**INFORMATION GIVEN**
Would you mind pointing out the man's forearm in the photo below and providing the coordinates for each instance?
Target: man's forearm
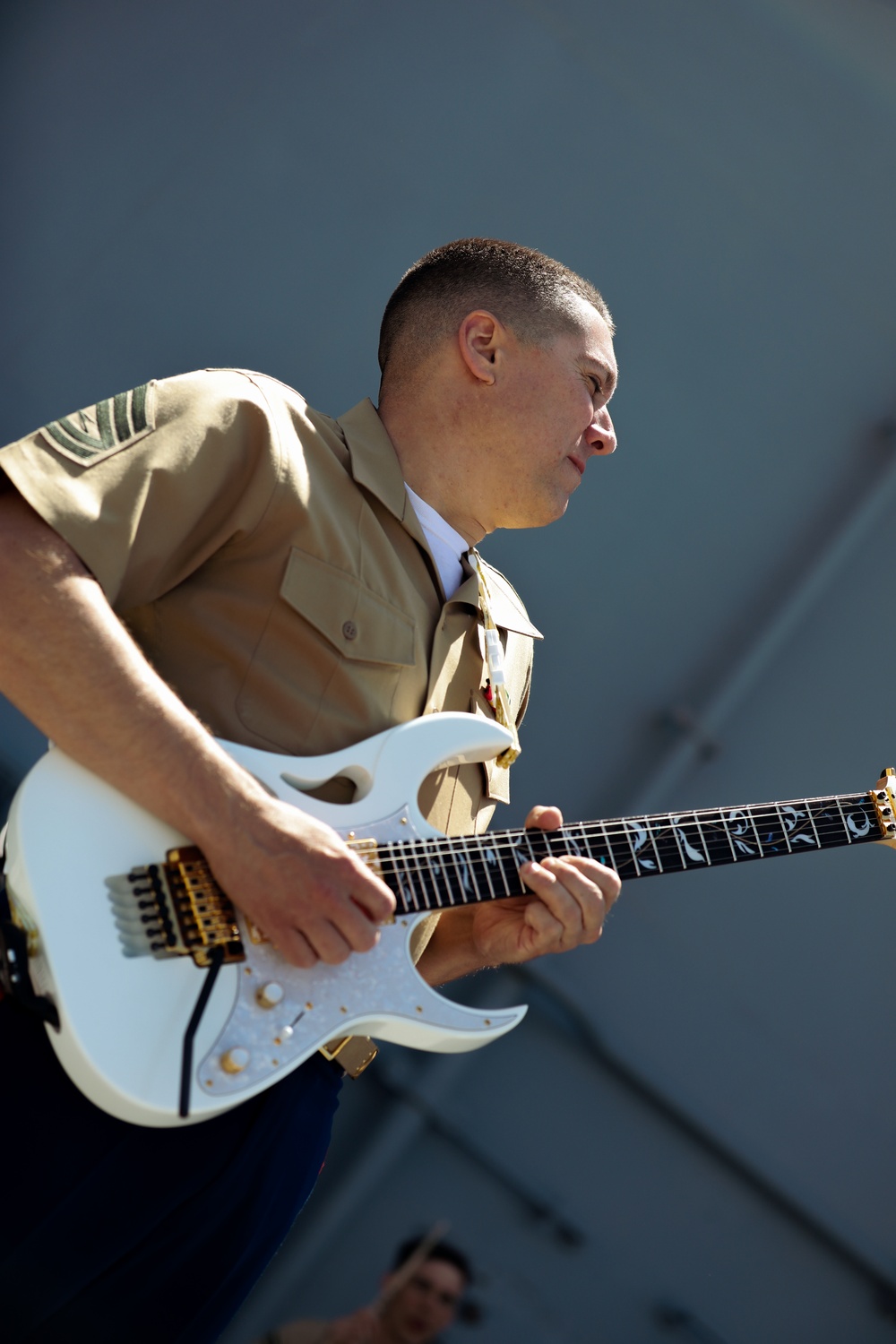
(70, 666)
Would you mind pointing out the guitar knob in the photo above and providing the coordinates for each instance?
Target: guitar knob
(234, 1061)
(269, 995)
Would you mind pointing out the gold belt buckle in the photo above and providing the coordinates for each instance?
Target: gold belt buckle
(352, 1053)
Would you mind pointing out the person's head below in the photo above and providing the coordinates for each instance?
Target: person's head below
(497, 366)
(421, 1305)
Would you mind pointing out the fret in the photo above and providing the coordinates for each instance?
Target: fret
(665, 841)
(715, 838)
(860, 819)
(435, 874)
(481, 881)
(619, 846)
(600, 849)
(586, 844)
(440, 873)
(406, 887)
(689, 839)
(771, 831)
(799, 830)
(563, 841)
(829, 822)
(517, 852)
(479, 867)
(842, 817)
(783, 828)
(640, 835)
(742, 832)
(493, 867)
(430, 870)
(812, 823)
(463, 874)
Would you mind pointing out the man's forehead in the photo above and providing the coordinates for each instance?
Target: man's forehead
(443, 1273)
(594, 346)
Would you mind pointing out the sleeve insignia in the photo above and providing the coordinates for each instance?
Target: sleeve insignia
(104, 429)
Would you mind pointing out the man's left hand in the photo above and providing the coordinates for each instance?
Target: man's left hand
(570, 900)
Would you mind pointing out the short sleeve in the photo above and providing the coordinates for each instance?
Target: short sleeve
(148, 484)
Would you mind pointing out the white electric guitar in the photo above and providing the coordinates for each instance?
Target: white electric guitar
(166, 1005)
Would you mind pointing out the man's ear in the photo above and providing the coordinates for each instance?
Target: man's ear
(479, 338)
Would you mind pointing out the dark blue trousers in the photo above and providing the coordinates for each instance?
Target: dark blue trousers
(110, 1231)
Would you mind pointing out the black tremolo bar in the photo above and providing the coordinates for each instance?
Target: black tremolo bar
(443, 873)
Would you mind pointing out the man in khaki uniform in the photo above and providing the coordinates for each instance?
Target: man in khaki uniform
(207, 553)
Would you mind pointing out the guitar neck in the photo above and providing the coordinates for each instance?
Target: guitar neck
(438, 874)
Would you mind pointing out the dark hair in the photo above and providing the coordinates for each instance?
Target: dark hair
(443, 1250)
(527, 290)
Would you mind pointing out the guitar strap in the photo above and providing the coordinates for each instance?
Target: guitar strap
(15, 980)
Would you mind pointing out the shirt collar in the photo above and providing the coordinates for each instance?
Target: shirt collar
(375, 462)
(376, 468)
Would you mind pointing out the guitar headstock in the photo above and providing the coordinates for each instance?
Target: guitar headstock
(884, 798)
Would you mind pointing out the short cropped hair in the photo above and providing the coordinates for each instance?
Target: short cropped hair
(443, 1250)
(528, 292)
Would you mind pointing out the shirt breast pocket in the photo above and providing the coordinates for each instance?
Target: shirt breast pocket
(330, 663)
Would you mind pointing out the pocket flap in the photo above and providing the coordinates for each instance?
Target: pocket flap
(357, 621)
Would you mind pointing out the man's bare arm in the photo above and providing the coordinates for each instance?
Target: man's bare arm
(72, 667)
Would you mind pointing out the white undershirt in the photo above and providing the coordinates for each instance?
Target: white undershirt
(445, 543)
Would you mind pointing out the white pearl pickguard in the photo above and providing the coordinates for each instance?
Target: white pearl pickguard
(123, 1019)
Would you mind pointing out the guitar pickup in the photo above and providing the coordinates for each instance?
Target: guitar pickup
(175, 909)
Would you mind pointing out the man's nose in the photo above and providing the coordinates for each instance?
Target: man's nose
(600, 435)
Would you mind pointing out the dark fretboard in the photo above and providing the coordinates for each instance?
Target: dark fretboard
(437, 874)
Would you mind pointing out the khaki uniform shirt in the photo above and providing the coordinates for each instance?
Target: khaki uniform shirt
(271, 564)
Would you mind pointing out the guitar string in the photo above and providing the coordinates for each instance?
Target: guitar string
(416, 859)
(627, 828)
(437, 886)
(513, 841)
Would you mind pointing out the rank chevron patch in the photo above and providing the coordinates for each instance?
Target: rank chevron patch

**EXERCISE GOAL**
Reproduce all of the material exactly, apart from the pictures.

**RESPONSE TO THIS EXERCISE**
Would you mind pointing out the man's forearm in the photo below and providing the coordinates for each instance?
Target: man's forearm
(70, 666)
Would you mind pointing out the guitar knob in the photo above and providing the coordinates for each instance?
Target: guitar knob
(234, 1061)
(269, 995)
Would you mind pointing out the gold belt buckle in the photo above and providing the coordinates for each instance?
Target: gold belt buckle
(352, 1053)
Would you mind pointing out the person's head below in the photo above and providing the coordinates for each instance?
Target: person's head below
(497, 366)
(421, 1305)
Would you mind pointing out the fret in the photo above and providing the coordinates for each instance?
Target: fret
(665, 841)
(715, 838)
(860, 819)
(435, 874)
(481, 881)
(619, 846)
(600, 849)
(586, 844)
(440, 873)
(406, 887)
(689, 839)
(771, 831)
(799, 830)
(563, 841)
(829, 822)
(517, 852)
(479, 867)
(842, 817)
(783, 828)
(640, 835)
(742, 832)
(493, 867)
(430, 870)
(812, 823)
(463, 874)
Would you mind pointing out the man's forehead in the photo above and providing the coordinates for each instance?
Target: man's forehead
(443, 1273)
(594, 346)
Would you mind pointing out the sleeve insignia in the photo above and providing the coordinates for each instance?
Target: sleeve insignia
(104, 429)
Would you mind pointing out the man's left hand in the photo above and providing the coordinates for each instance?
Target: man's left hand
(570, 900)
Would you mind pointing out the short sleeve in the photo above and providing the coordinates for each instance?
Target: short sleeve
(148, 484)
Would you mind pointing out the white electric guitar in the photo above and providing the coordinates for each instance?
Target: white electric guitar
(166, 1005)
Would you mind pointing out the man's ear in the photo above and providing the coordinates for each instance?
Target: man's ear
(479, 338)
Would you mind pointing out the dark blue trousers in the photo above and providing the coordinates for each instance?
Target: dark blue trousers
(110, 1231)
Would you mind pointing out the black tremolo bar in the photo above and providing the coordinates for each instance?
Target: black tremolo bar
(443, 873)
Would you mind pointing out the man in khaki uniform in the photo above and providing the coordinates for each instance?
Target: man in khaki uniform
(207, 553)
Would you mind pointing out the guitar neck in the photo above and providing the coordinates for each instance?
Target: guitar neck
(438, 874)
Would you mind pointing out the dark hair in the photo above and providing the coordinates for each instance?
Target: dark hair
(443, 1250)
(527, 290)
Would you mind pointing out the guitar strap in the photo above and providing the coordinates for each instance?
Target: guitar strap
(15, 980)
Would you mind pointing out the shirt collar in the photo above and providing the coordinates for each instance?
Target: shirt collar
(375, 462)
(376, 468)
Would you mind pointing out the guitar headstock in the photo above and providing the coordinates for each instance?
Target: guitar headstock
(884, 798)
Would you mind pointing out the short cropped hair in the photo above and providing the coordinates for each instance?
Target: short cropped hair
(443, 1250)
(528, 292)
Would you mind pointing out the shirt breast pocket in the photo above and providing the coordinates for each instance?
Target: shirt breast pocket
(330, 663)
Would you mind pointing out the pocket flap in the photo above and providing the coordinates for each instance?
Target: pocket flap
(357, 621)
Would you mind pointing out the man's bare arm in the photo above and providing the coordinates for each instance?
Target: man's bare arm
(72, 667)
Would you mind pointing out the white undershirt in the photo above and providing the coordinates for each instance?
Target: white undershirt
(445, 543)
Would you mind pointing out the white pearl pickguard in the photo above and providing the coordinates for each instance?
Target: white pearl pickguard
(123, 1019)
Would you mind pointing out the guitar pickup in the photo above and providing the coordinates for each instance?
Target: guitar pickup
(175, 909)
Would you mind pointing out the man's nose in the photo above and providing the coordinates for each instance?
Target: man's nose
(600, 435)
Would you mind pointing out the dark fretboard in the photo above and providing the coordinates for each instance?
Target: dark fretboard
(437, 874)
Would you mind pointing out the khaki uniform shirt in the photo above and providing the coordinates for each instance?
Target: khaki uniform shirt
(271, 564)
Would you mind pointing out the guitar string in the photo above and providing the coordinates for each instance?
Target: guitar string
(416, 859)
(627, 828)
(437, 886)
(513, 841)
Would you mind pointing out the rank chevron patch in the photo above and providing the coordinates for each instance?
Target: rank chevron patch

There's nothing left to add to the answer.